== Items

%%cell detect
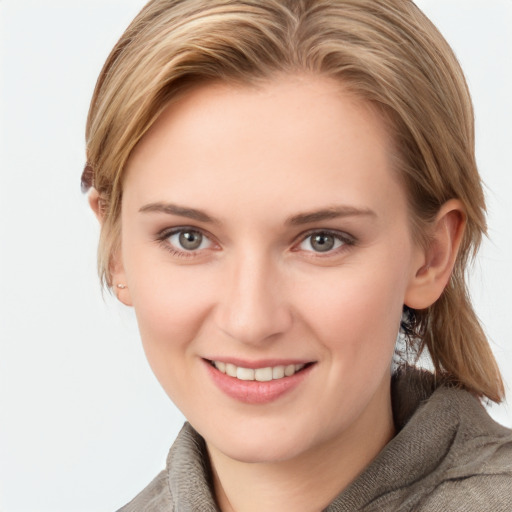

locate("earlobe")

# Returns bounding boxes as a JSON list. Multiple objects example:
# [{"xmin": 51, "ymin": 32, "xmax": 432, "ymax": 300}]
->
[
  {"xmin": 87, "ymin": 188, "xmax": 103, "ymax": 224},
  {"xmin": 110, "ymin": 254, "xmax": 133, "ymax": 306},
  {"xmin": 404, "ymin": 199, "xmax": 466, "ymax": 309}
]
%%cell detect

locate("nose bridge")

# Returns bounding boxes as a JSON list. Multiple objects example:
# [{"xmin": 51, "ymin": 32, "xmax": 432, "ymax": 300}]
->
[{"xmin": 218, "ymin": 250, "xmax": 291, "ymax": 344}]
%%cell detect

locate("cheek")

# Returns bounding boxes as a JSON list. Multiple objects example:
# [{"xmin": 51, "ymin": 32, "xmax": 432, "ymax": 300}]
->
[{"xmin": 296, "ymin": 255, "xmax": 406, "ymax": 364}]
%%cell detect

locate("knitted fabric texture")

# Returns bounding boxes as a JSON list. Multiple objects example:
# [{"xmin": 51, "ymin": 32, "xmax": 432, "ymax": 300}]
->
[{"xmin": 118, "ymin": 369, "xmax": 512, "ymax": 512}]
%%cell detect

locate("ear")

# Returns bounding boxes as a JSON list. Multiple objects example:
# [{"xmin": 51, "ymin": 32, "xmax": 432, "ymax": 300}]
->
[
  {"xmin": 87, "ymin": 188, "xmax": 103, "ymax": 224},
  {"xmin": 88, "ymin": 188, "xmax": 132, "ymax": 306},
  {"xmin": 109, "ymin": 247, "xmax": 133, "ymax": 307},
  {"xmin": 404, "ymin": 199, "xmax": 466, "ymax": 309}
]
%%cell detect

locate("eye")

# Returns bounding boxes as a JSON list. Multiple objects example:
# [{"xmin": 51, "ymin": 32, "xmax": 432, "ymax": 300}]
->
[
  {"xmin": 299, "ymin": 231, "xmax": 354, "ymax": 253},
  {"xmin": 166, "ymin": 228, "xmax": 212, "ymax": 252}
]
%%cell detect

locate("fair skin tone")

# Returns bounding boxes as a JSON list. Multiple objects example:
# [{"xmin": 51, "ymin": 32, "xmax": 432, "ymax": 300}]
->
[{"xmin": 91, "ymin": 76, "xmax": 464, "ymax": 512}]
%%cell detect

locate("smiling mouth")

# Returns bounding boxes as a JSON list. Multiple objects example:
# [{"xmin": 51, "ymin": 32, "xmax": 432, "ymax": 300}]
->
[{"xmin": 209, "ymin": 361, "xmax": 313, "ymax": 382}]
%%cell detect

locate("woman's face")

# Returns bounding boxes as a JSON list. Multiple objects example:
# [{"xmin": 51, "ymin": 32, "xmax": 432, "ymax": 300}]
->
[{"xmin": 118, "ymin": 76, "xmax": 422, "ymax": 461}]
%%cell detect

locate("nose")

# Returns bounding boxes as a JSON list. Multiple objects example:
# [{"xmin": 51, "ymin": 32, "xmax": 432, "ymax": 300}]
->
[{"xmin": 216, "ymin": 251, "xmax": 293, "ymax": 345}]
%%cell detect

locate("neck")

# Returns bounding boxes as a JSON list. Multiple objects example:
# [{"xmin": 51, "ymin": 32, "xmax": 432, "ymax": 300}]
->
[{"xmin": 208, "ymin": 380, "xmax": 395, "ymax": 512}]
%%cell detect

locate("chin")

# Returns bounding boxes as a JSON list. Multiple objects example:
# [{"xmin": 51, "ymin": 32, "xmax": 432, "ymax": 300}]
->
[{"xmin": 200, "ymin": 418, "xmax": 320, "ymax": 463}]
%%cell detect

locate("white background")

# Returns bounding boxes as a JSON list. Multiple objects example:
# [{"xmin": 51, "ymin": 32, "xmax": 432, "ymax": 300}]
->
[{"xmin": 0, "ymin": 0, "xmax": 512, "ymax": 512}]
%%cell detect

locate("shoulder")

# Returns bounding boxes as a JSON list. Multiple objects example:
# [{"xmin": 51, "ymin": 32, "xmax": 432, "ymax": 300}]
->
[
  {"xmin": 418, "ymin": 471, "xmax": 512, "ymax": 512},
  {"xmin": 118, "ymin": 471, "xmax": 174, "ymax": 512}
]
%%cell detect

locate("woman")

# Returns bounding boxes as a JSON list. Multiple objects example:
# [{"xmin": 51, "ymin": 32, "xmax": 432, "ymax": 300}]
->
[{"xmin": 83, "ymin": 0, "xmax": 512, "ymax": 512}]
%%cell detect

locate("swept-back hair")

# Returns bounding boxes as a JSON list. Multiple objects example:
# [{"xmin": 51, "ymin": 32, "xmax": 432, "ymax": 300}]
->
[{"xmin": 83, "ymin": 0, "xmax": 503, "ymax": 401}]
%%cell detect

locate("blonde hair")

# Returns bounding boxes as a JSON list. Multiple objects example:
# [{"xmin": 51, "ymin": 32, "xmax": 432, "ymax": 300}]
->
[{"xmin": 83, "ymin": 0, "xmax": 504, "ymax": 402}]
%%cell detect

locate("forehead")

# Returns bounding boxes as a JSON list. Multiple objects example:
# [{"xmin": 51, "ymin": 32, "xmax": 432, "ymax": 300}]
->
[{"xmin": 125, "ymin": 76, "xmax": 403, "ymax": 224}]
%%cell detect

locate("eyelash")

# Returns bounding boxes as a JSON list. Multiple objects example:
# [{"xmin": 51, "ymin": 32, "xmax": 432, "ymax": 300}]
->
[{"xmin": 156, "ymin": 226, "xmax": 357, "ymax": 258}]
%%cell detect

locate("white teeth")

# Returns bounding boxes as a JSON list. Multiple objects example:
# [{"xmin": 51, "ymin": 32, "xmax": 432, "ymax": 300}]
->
[
  {"xmin": 272, "ymin": 366, "xmax": 284, "ymax": 379},
  {"xmin": 254, "ymin": 366, "xmax": 272, "ymax": 382},
  {"xmin": 284, "ymin": 364, "xmax": 295, "ymax": 377},
  {"xmin": 236, "ymin": 366, "xmax": 254, "ymax": 380},
  {"xmin": 212, "ymin": 361, "xmax": 306, "ymax": 382},
  {"xmin": 226, "ymin": 363, "xmax": 236, "ymax": 377}
]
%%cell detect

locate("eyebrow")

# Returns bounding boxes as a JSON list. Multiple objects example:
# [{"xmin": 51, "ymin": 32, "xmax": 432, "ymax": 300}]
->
[
  {"xmin": 139, "ymin": 203, "xmax": 218, "ymax": 224},
  {"xmin": 139, "ymin": 202, "xmax": 377, "ymax": 226},
  {"xmin": 286, "ymin": 206, "xmax": 377, "ymax": 226}
]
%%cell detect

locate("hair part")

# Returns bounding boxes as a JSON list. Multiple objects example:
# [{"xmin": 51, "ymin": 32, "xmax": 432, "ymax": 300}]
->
[{"xmin": 83, "ymin": 0, "xmax": 504, "ymax": 402}]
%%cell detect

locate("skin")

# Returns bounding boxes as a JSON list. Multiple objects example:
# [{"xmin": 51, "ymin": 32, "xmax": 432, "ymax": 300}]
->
[{"xmin": 91, "ymin": 76, "xmax": 464, "ymax": 512}]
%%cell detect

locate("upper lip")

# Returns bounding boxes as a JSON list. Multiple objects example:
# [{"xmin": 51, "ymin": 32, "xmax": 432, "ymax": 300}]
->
[{"xmin": 204, "ymin": 356, "xmax": 315, "ymax": 370}]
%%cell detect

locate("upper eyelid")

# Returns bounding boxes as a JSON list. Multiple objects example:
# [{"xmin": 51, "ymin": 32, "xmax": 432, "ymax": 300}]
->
[
  {"xmin": 296, "ymin": 228, "xmax": 357, "ymax": 243},
  {"xmin": 156, "ymin": 225, "xmax": 357, "ymax": 249}
]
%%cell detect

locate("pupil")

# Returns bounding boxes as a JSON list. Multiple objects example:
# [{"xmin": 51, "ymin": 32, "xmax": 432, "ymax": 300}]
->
[
  {"xmin": 311, "ymin": 234, "xmax": 334, "ymax": 252},
  {"xmin": 180, "ymin": 231, "xmax": 203, "ymax": 251}
]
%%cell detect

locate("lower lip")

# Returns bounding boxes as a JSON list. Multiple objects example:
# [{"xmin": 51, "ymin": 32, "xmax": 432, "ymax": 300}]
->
[{"xmin": 204, "ymin": 361, "xmax": 314, "ymax": 404}]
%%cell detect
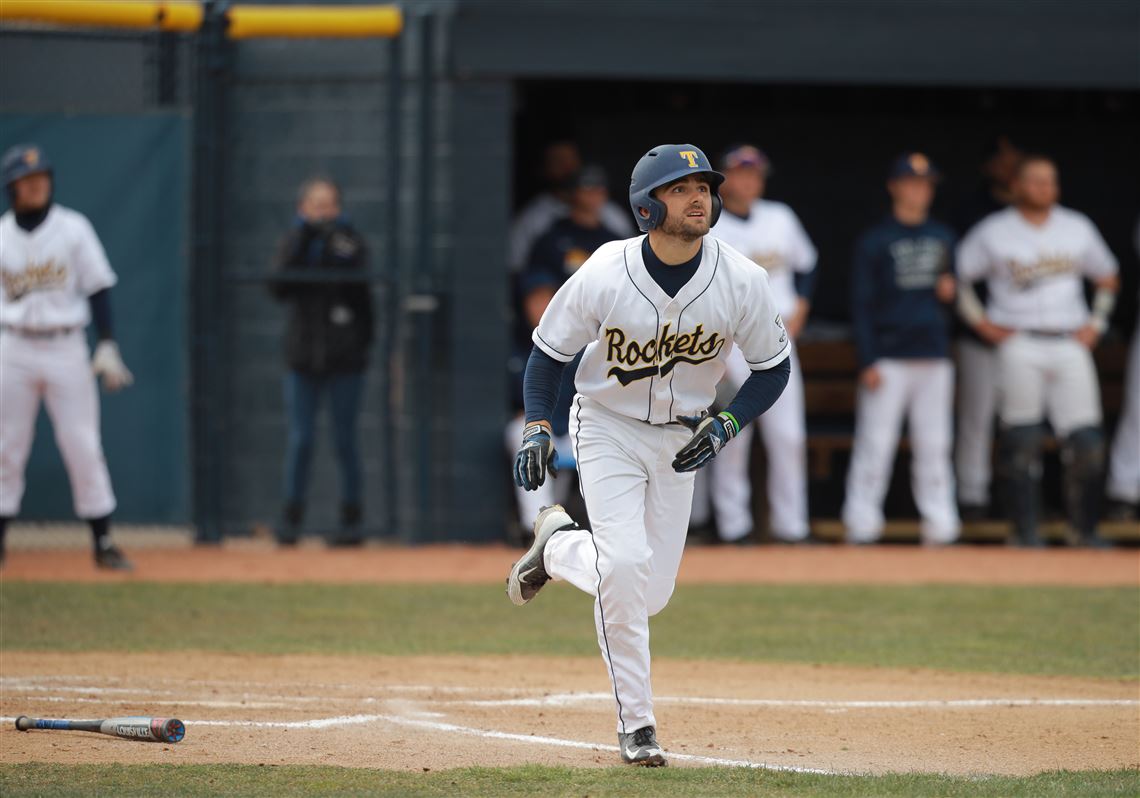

====

What is asked:
Determine how many of the lines above contain the string "upper". Give only that number.

Result:
2